▶ _Source information_:
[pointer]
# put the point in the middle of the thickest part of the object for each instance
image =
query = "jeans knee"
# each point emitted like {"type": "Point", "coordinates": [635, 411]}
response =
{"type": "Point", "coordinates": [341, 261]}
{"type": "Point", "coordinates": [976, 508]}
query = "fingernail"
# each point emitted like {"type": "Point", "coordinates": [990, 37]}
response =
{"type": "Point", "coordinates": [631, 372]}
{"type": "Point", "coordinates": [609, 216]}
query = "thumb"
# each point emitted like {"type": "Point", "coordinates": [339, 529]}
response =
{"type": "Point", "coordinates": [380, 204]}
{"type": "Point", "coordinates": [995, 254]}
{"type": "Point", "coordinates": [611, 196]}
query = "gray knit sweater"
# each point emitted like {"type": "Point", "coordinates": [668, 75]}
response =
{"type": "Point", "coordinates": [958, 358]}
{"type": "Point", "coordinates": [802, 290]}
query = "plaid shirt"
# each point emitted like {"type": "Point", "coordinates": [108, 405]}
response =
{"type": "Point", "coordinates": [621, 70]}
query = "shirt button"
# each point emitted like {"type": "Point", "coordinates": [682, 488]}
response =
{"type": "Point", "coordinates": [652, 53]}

▶ _Description of the task_:
Each entry is to be written out exactly as it was given.

▶ _Finished exercise_:
[pointer]
# put the point in the middle of the thickest part of the object for each instance
image =
query = "jeans knee"
# each point emitted like {"type": "Point", "coordinates": [635, 411]}
response =
{"type": "Point", "coordinates": [341, 261]}
{"type": "Point", "coordinates": [976, 508]}
query = "fingernail"
# each point emitted like {"type": "Point", "coordinates": [990, 37]}
response =
{"type": "Point", "coordinates": [631, 372]}
{"type": "Point", "coordinates": [609, 216]}
query = "thumb"
# each point emitted like {"type": "Point", "coordinates": [339, 529]}
response =
{"type": "Point", "coordinates": [380, 204]}
{"type": "Point", "coordinates": [995, 254]}
{"type": "Point", "coordinates": [611, 196]}
query = "gray knit sweater"
# each point emitted like {"type": "Point", "coordinates": [668, 75]}
response =
{"type": "Point", "coordinates": [958, 358]}
{"type": "Point", "coordinates": [802, 290]}
query = "plaid shirt"
# each point emitted like {"type": "Point", "coordinates": [108, 405]}
response =
{"type": "Point", "coordinates": [621, 70]}
query = "shirt button"
# each point emitted like {"type": "Point", "coordinates": [682, 488]}
response =
{"type": "Point", "coordinates": [652, 53]}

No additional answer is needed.